Written request: Write every record out again exactly as given.

============

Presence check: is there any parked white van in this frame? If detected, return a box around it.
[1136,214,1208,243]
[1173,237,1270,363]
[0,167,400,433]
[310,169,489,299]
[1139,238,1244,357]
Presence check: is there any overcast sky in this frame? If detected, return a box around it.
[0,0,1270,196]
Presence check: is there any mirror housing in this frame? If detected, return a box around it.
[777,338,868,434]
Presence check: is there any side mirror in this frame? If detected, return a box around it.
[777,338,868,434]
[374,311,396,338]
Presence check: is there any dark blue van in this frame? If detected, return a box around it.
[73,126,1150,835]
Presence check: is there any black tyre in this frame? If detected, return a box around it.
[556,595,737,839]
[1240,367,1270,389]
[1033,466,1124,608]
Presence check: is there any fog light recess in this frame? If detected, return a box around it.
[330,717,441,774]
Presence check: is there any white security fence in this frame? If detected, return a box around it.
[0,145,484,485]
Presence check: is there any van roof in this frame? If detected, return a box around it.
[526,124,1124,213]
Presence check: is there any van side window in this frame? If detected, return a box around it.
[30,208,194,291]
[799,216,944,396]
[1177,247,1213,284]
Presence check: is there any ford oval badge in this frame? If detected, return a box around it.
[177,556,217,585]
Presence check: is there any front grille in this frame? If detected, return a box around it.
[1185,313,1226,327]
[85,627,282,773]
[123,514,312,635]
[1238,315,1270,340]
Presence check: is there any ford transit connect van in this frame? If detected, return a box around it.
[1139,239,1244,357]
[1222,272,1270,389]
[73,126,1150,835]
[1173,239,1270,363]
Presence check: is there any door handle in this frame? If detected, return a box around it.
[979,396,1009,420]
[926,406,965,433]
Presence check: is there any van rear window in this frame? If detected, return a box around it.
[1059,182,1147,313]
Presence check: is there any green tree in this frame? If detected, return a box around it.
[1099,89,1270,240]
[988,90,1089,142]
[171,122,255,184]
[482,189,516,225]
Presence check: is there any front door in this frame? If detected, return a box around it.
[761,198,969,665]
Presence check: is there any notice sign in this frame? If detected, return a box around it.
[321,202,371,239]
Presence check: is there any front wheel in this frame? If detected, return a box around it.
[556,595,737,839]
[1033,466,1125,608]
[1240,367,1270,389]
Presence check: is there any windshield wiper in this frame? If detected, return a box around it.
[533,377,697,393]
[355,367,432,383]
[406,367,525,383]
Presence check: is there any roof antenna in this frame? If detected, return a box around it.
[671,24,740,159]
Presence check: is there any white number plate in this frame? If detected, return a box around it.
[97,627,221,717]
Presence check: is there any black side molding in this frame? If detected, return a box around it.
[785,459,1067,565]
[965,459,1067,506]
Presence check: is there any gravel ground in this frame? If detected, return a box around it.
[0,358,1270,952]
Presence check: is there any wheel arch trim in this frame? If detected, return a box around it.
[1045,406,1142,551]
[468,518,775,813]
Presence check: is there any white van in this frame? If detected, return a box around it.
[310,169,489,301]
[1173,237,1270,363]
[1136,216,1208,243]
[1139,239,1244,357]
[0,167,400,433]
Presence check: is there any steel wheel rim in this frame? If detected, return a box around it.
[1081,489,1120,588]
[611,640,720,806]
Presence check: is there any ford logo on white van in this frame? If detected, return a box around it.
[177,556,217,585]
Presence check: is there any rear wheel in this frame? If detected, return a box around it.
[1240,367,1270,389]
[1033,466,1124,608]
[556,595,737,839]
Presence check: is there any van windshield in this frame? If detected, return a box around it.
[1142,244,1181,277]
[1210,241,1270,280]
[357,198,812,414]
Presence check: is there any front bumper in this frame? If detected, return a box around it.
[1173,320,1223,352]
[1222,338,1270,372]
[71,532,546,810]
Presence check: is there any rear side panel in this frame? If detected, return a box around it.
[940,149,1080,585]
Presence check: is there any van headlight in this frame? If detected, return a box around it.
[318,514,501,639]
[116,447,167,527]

============

Written answer:
Presence check: is there any parked white van in this frame? If detected, return a box around it.
[1136,214,1208,243]
[1173,237,1270,363]
[0,167,400,433]
[310,169,489,299]
[1139,238,1244,357]
Presence check: is there any overcast sky in this frame? If detected, return a box around it.
[0,0,1270,196]
Presence check: is there any mirror housing in this frame? If detected, return a box around it.
[777,338,868,434]
Presence check: is there any side mirror in this frame? If detected, return a box around it.
[777,338,868,434]
[374,311,396,338]
Presence check: is there any dark blue van in this frame? If detected, return a box around it.
[73,126,1150,835]
Presence check: is there any black tyre in this frame? If detected, return a box around it.
[556,595,737,839]
[1240,367,1270,389]
[1033,466,1124,608]
Presence check: is there any fog light recess in this frame? If detected, return a box around it.
[330,717,441,774]
Presence check: is there any white security fence in this frame? If detected, return a box around it.
[0,145,484,485]
Presence check: is there any van roof in this frame? If detected, return a box around it.
[526,124,1124,213]
Presence check: is there any van side window in this frame? If detected, return a box around it.
[30,208,194,291]
[799,216,944,396]
[1177,247,1213,284]
Presence check: is there any ford oval badge in this frame? If detected, return a box around it.
[177,556,217,585]
Presence check: is there any front grille in this frame? If detected, return a box around it.
[1185,313,1226,327]
[85,627,282,773]
[123,514,312,635]
[1238,315,1270,340]
Presence check: is there any ford transit connect van in this frame? If detected, return a box around it.
[1139,239,1244,357]
[1222,272,1270,389]
[73,126,1150,835]
[1173,239,1270,363]
Presence check: is there any door handle in this frame? If detected, return a box around it.
[979,396,1009,420]
[926,406,965,433]
Presence check: is there any van rear window in this frame? If detected, return a box around it.
[1059,182,1147,313]
Presence check: is there any green tree in this frame? If detected, return a box around it.
[1099,89,1270,240]
[988,90,1089,142]
[171,122,255,184]
[482,189,516,225]
Presence check: is there any front door in this frame? If detected, return a box around it.
[761,198,969,665]
Presence check: is there any notice sign in this frame? If detected, return a box around it.
[321,202,371,239]
Presence check: is there any front wheel in this frame? If detected, return a box around it.
[556,595,737,839]
[1033,466,1125,608]
[1240,367,1270,389]
Presence check: is there any windshield wiper in this frame? If detected, return a box around it.
[533,377,697,393]
[355,367,432,383]
[406,367,525,383]
Presence check: is there any roof antenna in this frame? If detected, return a box around it.
[671,24,740,159]
Presence check: is there any white number plate in this frame? If detected, return a box around it.
[97,627,221,717]
Presence check: is there any black side molding in this frame? If detected, return a box around it.
[785,459,1067,565]
[965,459,1067,506]
Presence check: is there any gravel ground in this frame? If detected, return a box around it.
[0,358,1270,952]
Presence check: is there any wheel arch trim in this frame? If detected, return a box around it.
[1045,406,1142,551]
[468,518,775,813]
Presence check: is there any white van in this frame? If detected, return a box around it.
[310,169,489,301]
[1173,237,1270,363]
[1136,216,1208,243]
[1139,239,1244,357]
[0,167,400,433]
Presence check: is there any steel wheel rim in this frame? If detected, return a box around it.
[1081,489,1120,588]
[611,640,720,806]
Presence check: is there any ford logo on white van in this frame? If detected, return a box around it.
[177,556,217,585]
Presence check: is there any rear wheel in this frame? If detected, return a box around it.
[1240,367,1270,389]
[1033,466,1124,608]
[556,595,737,839]
Presence check: is there any van windshield in this frame? If detected, return a box around it.
[1142,244,1181,277]
[1210,241,1270,280]
[357,198,812,414]
Presence check: is there any front bumper in this frame? If detected, return a box around it.
[1173,320,1223,352]
[1222,338,1270,372]
[71,532,546,810]
Presence check: is there any rear side panel in this frame? If detected, return a box around it.
[940,149,1080,585]
Presence check: is there any van headlight in this frame? If detected, return a box around it.
[318,514,501,639]
[116,447,167,527]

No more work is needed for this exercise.